PODANY TEKST:
_ _ _ _ _
Hejo!
Wiec... był sobie poniedziałek koło godziny 17.00 - musiałem iść we wtorek na zajęcia na uczelnie - byłem w dachnowie. Miałem pociąg do krakowa o 17.30 - nie zdążyłem :) Myśle "nie pojade rano (coś po 5.30) bo będe przez cały dzień nie przytomny" - więc trzeba kombinować. Dring-dring: Ja: -"Tomek gdzie jesteś?" Rogalek -"W Rzeszowie... a co panie piękny?" Ja: - "A bo mam problem... przenocujesz mnie dzisiaj?" Rogalek: - "No jasne..." :) .... Godzina 21.00 jestem w rzeszowie ... idziemy na mieszkanie.... a ja w między czasie zadzwoniłem do: Wiolki (nie przyjdzie bo robi zadanie :( ), do Zibiego, Jabolka&Rybki, i to by było na tyle. Doszliśmy na mieszkanie... -"Cześć Edytka" -"Cześć Hubercik - zmieniłeś styl :)" -"No troche ... " ... Spotkanie ustalone w klubie Palma. W między czasie zgarneliśmy Zibiego potem Rybke, Jabolka, i jakiś meneli ... impreza szybko przeniosła sie do .... mieszkania Zibiego. A tam masa ludzi, alkoholu itd. Troche piliśmy :), troche jedliśmy - pewnie pół zawartości lodówki Zibiemu zjedliśmy :) I tak sobie siedzimy, dobrze sie bawimy, (Łukawiec pewnie dalej zadanie pisze <haha> ).... koło godziny 3 rano trzeba było sie zbierać na pociąg (na 4.40) ... ale po drodze zwiedziliśmy Tesco :) ... .... Koło 4.00 wpadamy na stacje - patrzymy...patrzymy... a tam pociąg do krakowa za 4 min :) więc ognia - bilet kupił i gogogo do krakowa :) ... Jade sobie jade spać sie nie da .... Godzina chyba 7.00- 7.20 - strasznie długo jechałem ... ale wreszcie dojechałem :) Wpadam na mieszkanie - wszystko śpi po... imprezie :) A ja trach-pach sie spakowałem, umyłem i gogogo na uczelnie... 0 spania.
_ _ _ _ _
PODANE DANE:
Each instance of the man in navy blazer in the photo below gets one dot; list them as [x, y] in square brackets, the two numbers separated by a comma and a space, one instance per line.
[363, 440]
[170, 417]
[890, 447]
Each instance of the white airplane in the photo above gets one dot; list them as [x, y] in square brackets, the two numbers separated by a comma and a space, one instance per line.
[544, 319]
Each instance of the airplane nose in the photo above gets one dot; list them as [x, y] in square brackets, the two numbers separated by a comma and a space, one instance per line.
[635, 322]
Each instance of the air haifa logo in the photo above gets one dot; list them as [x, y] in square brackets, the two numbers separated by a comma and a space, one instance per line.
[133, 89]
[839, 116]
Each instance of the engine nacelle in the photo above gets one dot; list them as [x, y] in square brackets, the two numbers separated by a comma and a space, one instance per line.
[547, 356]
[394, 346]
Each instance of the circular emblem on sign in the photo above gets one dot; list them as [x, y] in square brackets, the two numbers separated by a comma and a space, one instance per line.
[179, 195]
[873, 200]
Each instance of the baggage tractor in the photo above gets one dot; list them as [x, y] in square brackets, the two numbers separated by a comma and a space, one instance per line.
_ _ _ _ _
ZADANIA PISEMNE:
**A)** W jakim klubie umówiono spotkanie według wpisu o nocy w Rzeszowie?
**B)** Dopisz dalszy ciąg wpisu o nocy w Rzeszowie, zaczynając zaraz po jego ostatnim zdaniu.

ODPOWIEDZI:
**A)** W klubie Palma.

**B)**
Wpadam ... wykład z algebry liniowej .... wytrzymałem :) ..... 15 min i zaspałem .... obudziłem sie po godzinie a wykładowca "widze że troche przysypiacie..." ja tak patrze patrze i jak dalej zaczą mówić coś w stylu "dysjunkcja alternatywy binegacji koniunkcji jest przeciwstawna negacji alternatywy imlikacji ...." - znowu nie wytrzymałem ale szybciej powiedziałem jakiejś pannie żeby mnie obudziła po wykładzie... ładnie pięknie mnie obudziła.... i dzień sobie jakoś tam minoł - chodziłem co prawda jak jakieś nemo ale dałem rade :)
To by było na tyle mojego opowiadania.... Zibi&Rogalek&Jabolek&Rybka - dopiszcie szczegóły bo ja nie mam na to teraz głowy bo .... w pokoju obol flaszke otwierają :)
P.S na koniec powiem że fajnie było i pewnie jeszcze kiedyś tam wpadne :) Więc pozdrawiam :) A sorki za ortografffffffffffy :)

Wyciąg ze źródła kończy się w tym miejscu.